§ **Data supplied**:

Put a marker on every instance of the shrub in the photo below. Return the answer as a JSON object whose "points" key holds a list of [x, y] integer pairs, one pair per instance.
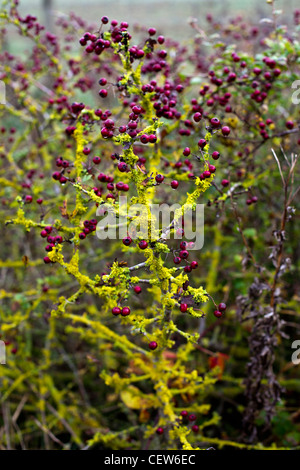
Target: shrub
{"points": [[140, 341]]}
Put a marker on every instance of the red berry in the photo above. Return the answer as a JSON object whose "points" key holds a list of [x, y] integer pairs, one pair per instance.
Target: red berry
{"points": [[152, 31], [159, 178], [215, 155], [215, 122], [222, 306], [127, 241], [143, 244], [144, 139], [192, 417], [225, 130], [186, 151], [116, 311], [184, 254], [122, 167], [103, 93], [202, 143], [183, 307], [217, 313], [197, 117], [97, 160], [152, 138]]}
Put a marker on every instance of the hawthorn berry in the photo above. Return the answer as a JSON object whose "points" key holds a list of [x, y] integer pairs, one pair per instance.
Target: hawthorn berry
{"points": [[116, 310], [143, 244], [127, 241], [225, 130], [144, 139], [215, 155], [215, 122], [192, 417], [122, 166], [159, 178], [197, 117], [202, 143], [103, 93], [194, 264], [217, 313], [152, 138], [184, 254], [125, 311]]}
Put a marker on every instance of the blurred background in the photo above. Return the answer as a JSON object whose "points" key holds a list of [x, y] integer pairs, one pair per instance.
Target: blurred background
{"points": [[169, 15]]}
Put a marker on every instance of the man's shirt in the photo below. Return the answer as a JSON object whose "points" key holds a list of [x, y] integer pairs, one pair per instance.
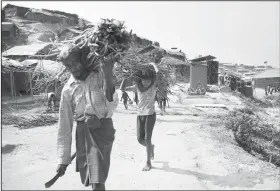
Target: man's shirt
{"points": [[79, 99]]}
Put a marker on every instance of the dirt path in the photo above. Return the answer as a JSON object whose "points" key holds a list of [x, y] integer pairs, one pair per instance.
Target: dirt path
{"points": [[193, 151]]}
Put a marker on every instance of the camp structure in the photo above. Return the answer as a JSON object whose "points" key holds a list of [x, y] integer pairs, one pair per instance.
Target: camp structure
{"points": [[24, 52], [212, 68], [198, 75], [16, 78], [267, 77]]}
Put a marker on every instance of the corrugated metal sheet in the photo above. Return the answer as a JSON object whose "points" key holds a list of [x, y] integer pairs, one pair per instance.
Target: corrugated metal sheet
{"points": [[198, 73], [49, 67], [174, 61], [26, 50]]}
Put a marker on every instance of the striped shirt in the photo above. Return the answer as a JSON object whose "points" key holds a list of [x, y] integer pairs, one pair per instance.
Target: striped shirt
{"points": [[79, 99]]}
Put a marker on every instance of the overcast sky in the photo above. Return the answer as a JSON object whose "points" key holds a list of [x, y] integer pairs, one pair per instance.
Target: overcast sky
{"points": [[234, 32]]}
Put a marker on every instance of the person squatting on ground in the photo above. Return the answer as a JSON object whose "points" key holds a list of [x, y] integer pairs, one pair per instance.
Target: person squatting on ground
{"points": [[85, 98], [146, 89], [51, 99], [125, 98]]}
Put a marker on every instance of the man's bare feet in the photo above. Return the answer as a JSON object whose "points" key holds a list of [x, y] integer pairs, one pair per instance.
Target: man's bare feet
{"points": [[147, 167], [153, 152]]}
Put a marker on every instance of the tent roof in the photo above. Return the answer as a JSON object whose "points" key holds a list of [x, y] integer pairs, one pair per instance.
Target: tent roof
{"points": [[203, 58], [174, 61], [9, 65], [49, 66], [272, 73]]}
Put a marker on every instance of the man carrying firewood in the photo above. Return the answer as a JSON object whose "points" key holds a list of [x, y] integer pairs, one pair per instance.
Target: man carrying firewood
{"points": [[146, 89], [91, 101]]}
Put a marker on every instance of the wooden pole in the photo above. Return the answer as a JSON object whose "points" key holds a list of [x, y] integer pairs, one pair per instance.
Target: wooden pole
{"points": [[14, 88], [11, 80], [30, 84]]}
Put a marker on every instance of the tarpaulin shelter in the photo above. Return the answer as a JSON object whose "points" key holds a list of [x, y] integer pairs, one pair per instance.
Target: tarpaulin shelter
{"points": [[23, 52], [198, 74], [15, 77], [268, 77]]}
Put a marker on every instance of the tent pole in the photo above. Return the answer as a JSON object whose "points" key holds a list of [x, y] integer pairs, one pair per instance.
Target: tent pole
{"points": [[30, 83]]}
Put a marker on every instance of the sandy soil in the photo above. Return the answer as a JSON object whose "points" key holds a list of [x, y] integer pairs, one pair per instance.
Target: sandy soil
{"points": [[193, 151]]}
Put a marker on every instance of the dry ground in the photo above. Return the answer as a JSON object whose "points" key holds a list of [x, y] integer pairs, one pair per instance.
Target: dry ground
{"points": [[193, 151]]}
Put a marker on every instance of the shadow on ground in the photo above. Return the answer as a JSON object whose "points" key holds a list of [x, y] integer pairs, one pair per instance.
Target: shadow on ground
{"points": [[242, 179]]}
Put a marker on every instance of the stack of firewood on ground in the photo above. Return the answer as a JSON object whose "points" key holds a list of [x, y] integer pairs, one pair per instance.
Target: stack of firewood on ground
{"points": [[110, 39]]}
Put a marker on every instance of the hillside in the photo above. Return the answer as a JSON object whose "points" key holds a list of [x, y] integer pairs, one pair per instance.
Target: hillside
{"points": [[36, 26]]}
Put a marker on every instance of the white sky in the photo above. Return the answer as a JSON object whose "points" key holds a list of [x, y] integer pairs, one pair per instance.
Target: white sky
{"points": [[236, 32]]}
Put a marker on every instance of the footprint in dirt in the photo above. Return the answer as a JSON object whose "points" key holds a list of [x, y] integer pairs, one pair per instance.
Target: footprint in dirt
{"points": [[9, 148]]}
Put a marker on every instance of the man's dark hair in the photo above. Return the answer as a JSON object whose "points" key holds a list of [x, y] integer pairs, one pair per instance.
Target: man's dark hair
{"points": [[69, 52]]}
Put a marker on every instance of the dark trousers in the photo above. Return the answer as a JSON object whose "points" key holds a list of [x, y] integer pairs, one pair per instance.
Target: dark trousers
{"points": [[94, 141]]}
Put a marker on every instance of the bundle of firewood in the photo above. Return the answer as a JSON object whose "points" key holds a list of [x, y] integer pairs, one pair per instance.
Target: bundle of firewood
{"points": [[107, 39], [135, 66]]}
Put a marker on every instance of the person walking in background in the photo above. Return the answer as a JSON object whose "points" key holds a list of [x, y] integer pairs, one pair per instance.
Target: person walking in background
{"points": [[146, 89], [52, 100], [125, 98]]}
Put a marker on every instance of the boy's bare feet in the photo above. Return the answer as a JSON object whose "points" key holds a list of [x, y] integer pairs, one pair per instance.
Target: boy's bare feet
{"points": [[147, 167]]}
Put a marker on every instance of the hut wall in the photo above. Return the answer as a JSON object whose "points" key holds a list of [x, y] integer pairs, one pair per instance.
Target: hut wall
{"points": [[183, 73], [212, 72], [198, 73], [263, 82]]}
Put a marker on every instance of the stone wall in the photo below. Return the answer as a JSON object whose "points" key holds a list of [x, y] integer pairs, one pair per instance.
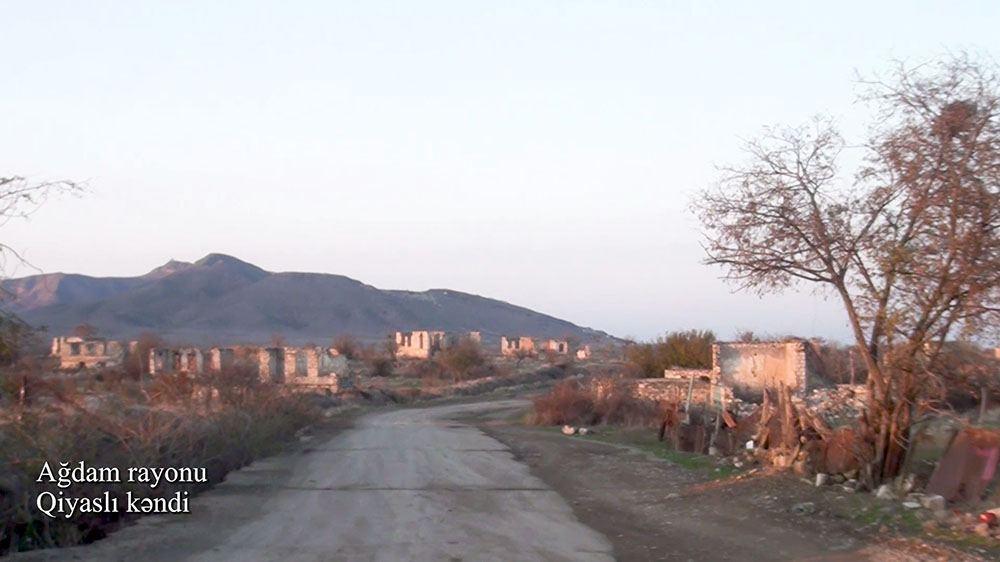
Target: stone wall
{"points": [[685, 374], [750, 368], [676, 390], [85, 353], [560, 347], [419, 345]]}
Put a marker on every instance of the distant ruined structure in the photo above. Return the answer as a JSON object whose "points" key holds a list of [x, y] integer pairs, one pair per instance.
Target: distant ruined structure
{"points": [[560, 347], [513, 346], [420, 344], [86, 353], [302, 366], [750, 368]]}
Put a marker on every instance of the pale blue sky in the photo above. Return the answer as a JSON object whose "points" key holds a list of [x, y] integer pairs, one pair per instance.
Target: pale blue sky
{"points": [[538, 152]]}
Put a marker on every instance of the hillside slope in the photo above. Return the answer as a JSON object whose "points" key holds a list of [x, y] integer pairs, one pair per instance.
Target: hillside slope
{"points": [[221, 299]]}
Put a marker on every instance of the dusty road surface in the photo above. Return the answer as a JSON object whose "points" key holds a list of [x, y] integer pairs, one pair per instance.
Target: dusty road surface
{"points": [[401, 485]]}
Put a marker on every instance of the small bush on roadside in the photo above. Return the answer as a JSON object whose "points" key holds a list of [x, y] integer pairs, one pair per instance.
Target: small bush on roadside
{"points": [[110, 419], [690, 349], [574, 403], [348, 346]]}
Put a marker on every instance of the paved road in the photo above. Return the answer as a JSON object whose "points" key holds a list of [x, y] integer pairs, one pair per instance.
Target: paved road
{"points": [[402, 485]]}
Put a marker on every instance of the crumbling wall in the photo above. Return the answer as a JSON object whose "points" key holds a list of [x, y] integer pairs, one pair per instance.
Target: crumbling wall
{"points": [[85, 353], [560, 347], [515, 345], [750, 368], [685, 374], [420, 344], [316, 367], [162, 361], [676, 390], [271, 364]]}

§ **Written exercise**: Please recast the material as a two-column CSV with headers "prompt" and "response": begin at the line that has "Put a marker on every instance of the paved" and continue through the end of the material. Give one row per text and its answer, with each value in a single quoted field and line breaks replaced by spaces.

§ **Full solution**:
prompt,response
"Put a marker on every instance of the paved road in the photo above. Return the answer as a JSON object whose ""points"" key holds a list of [x, y] integer pairs, one pair per instance. Target: paved road","{""points"": [[402, 485]]}"
"Put a marker on every instance of the crumbling wall in the photo above. Return the answer as a JSON object whose ""points"" key holds a list of [x, y] integer pairs, one pair per instance. Target: crumbling wall","{""points"": [[85, 353], [560, 347], [515, 345], [750, 368], [685, 374], [420, 344], [316, 367], [162, 361], [676, 390], [271, 364]]}"